-- BEGIN Selection --
This is my most favorite part when building dashboards is changing the colors of the bar chart based on my own personal preference. From Google Data Studio this can be done on the right-hand pane — “Style” tab.

Customize “Bar Chart” color (Image by Author)

On the right-hand pane — “Style” Tab configure the following option based on your own preference:

  • Color by: Select a color of your choice
  • Reference Line: metric: rental_id ; calculation: Average
  • Font of your choice
  • Chart background and border color of your choice

Adding a “ Line Chart”

Other than the bar chart, let’s now add a “Line Chart” to visualize the total number of rentals across a time period. Line charts are helpful to see how the volume fluctuates across a time period. Similarly, from the toolbar, click “Add a chart” and pick “Line Chart” from the drop-down menu.

Adding a “Line Chart” (Image by Author)

On the right-hand pane configure the following option:

  • Dimension: start_date
  • Metric: Count(rental_id)
  • Sort: start_date, ascending
Select the dimension & metics for “Line Chart” (Image by Author)

Creating a “Dual-axis Line Chart”

Continue from our current line chart, let’s create a dual-axis chart by adding another metric to it. Dual-axis charts are often used to visualize the relationships between two different metrics with different scaled of measurement.

Add a second metric to the current “Line Chart” (Image by Author)

Select the Line Chart and on the right-hand pane add the following metric:

  • metric: sim(duration)

Notice after adding the second metric, the values for total rental_id on each date are not so visible anymore. This is because both lines are plotted on the same axis and have different scale measurements. To solve this issue — create a line chart with dual-axis by plotting the second metic on the right-axis. This can be configured under the right-hand pane “Style” Tab.

Creating a “Dual-axis Line Chart” (Image by Author)

On the right-hand pane — “Style” tab, configure the following option:

  • Scroll to Series #2 — which represents our second metric: duration
  • Axis: Right

Now view both lines clearly on the line chart, except it might be too cramped with so many dates plotted on a single chart? Let’s fix this by grouping the data by month and adding date range options.

Group data by month & date range options

To group the values by month, configure by selecting the calendar icon under the dimension for “start_date” on the right-hand pane.
-- END Selection --
-- BEGIN Given information --
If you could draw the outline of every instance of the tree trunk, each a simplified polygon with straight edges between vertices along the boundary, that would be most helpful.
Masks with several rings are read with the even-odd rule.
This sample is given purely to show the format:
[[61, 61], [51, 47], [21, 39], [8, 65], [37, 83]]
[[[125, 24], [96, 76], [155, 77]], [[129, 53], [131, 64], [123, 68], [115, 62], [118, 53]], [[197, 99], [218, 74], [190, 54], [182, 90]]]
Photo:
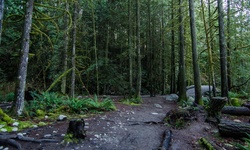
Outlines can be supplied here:
[[[66, 2], [66, 11], [69, 11], [69, 3]], [[68, 15], [68, 14], [67, 14]], [[69, 44], [69, 32], [68, 32], [68, 17], [65, 17], [65, 43], [64, 43], [64, 52], [63, 52], [63, 72], [68, 70], [68, 44]], [[67, 83], [67, 76], [62, 78], [61, 83], [61, 92], [62, 94], [66, 94], [66, 83]]]
[[[210, 0], [208, 0], [208, 7], [209, 7], [209, 17], [210, 17]], [[206, 18], [205, 18], [205, 9], [204, 9], [204, 2], [201, 0], [201, 10], [202, 10], [202, 20], [205, 28], [205, 34], [206, 34], [206, 44], [207, 44], [207, 51], [208, 51], [208, 68], [209, 68], [209, 78], [212, 80], [212, 85], [213, 85], [213, 97], [216, 96], [216, 86], [215, 86], [215, 75], [214, 75], [214, 62], [213, 62], [213, 56], [212, 56], [212, 37], [211, 34], [209, 34], [208, 28], [211, 28], [210, 22], [209, 21], [209, 27], [207, 26], [206, 23]], [[210, 81], [209, 81], [210, 82]], [[209, 90], [210, 91], [210, 90]], [[209, 97], [212, 98], [210, 92], [209, 92]]]
[[220, 43], [220, 69], [221, 69], [221, 96], [228, 97], [228, 79], [227, 79], [227, 50], [225, 45], [223, 4], [222, 0], [218, 2], [218, 22], [219, 22], [219, 43]]
[[163, 140], [161, 144], [161, 150], [168, 150], [171, 146], [171, 140], [172, 140], [172, 131], [171, 130], [165, 130], [163, 134]]
[[231, 13], [231, 0], [227, 0], [227, 79], [228, 79], [228, 89], [232, 87], [232, 80], [231, 80], [231, 19], [230, 19], [230, 13]]
[[179, 23], [180, 23], [180, 50], [179, 50], [179, 100], [178, 101], [186, 101], [186, 77], [185, 77], [185, 41], [184, 41], [184, 25], [183, 25], [183, 6], [182, 0], [179, 0]]
[[172, 13], [171, 13], [171, 20], [172, 20], [172, 30], [171, 30], [171, 69], [170, 69], [170, 76], [171, 76], [171, 85], [170, 85], [170, 92], [176, 93], [176, 79], [175, 79], [175, 30], [174, 30], [174, 0], [172, 0]]
[[129, 97], [133, 94], [133, 46], [132, 46], [132, 13], [131, 0], [128, 0], [128, 48], [129, 48]]
[[94, 40], [94, 51], [95, 51], [95, 70], [96, 70], [96, 94], [99, 95], [99, 66], [98, 66], [98, 54], [96, 45], [96, 25], [95, 25], [95, 10], [94, 2], [91, 0], [91, 11], [92, 11], [92, 25], [93, 25], [93, 40]]
[[141, 97], [141, 43], [140, 43], [140, 0], [136, 0], [136, 48], [137, 48], [137, 87], [136, 97]]
[[164, 20], [164, 0], [162, 0], [162, 12], [161, 12], [161, 95], [166, 92], [166, 47], [165, 47], [165, 20]]
[[196, 49], [196, 26], [194, 16], [194, 1], [189, 0], [189, 13], [190, 13], [190, 28], [192, 39], [192, 56], [193, 56], [193, 71], [194, 71], [194, 85], [195, 85], [195, 103], [202, 105], [201, 99], [201, 79], [200, 79], [200, 67], [198, 63], [198, 54]]
[[250, 116], [250, 109], [247, 107], [234, 107], [234, 106], [225, 106], [223, 107], [221, 113], [223, 114], [229, 114], [229, 115], [244, 115], [244, 116]]
[[2, 41], [4, 0], [0, 0], [0, 45]]
[[29, 42], [32, 25], [33, 6], [34, 0], [28, 0], [26, 3], [26, 15], [23, 29], [24, 33], [22, 39], [21, 62], [17, 77], [16, 103], [14, 104], [14, 113], [18, 116], [22, 115], [24, 109], [24, 91], [26, 85], [27, 67], [29, 59]]
[[207, 108], [206, 121], [219, 123], [221, 110], [225, 106], [226, 103], [227, 103], [226, 97], [213, 97], [210, 100], [209, 106]]
[[73, 18], [73, 45], [72, 45], [72, 75], [71, 75], [71, 97], [75, 97], [75, 78], [76, 78], [76, 21], [77, 21], [77, 2], [74, 3], [74, 18]]
[[218, 125], [219, 133], [223, 136], [234, 138], [247, 137], [250, 134], [249, 123], [239, 123], [234, 121], [222, 120]]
-- END Given information --
# [Tasks to complete]
A) In the dashboard tutorial, what sort order is set for start_date when configuring the line chart?
B) Print the passage of the dashboard tutorial that begins at the words "Now view both" and ends after "date range options.".

# [Answers to the tasks]
A) Ascending.

B)
Now view both lines clearly on the line chart, except it might be too cramped with so many dates plotted on a single chart? Let’s fix this by grouping the data by month and adding date range options.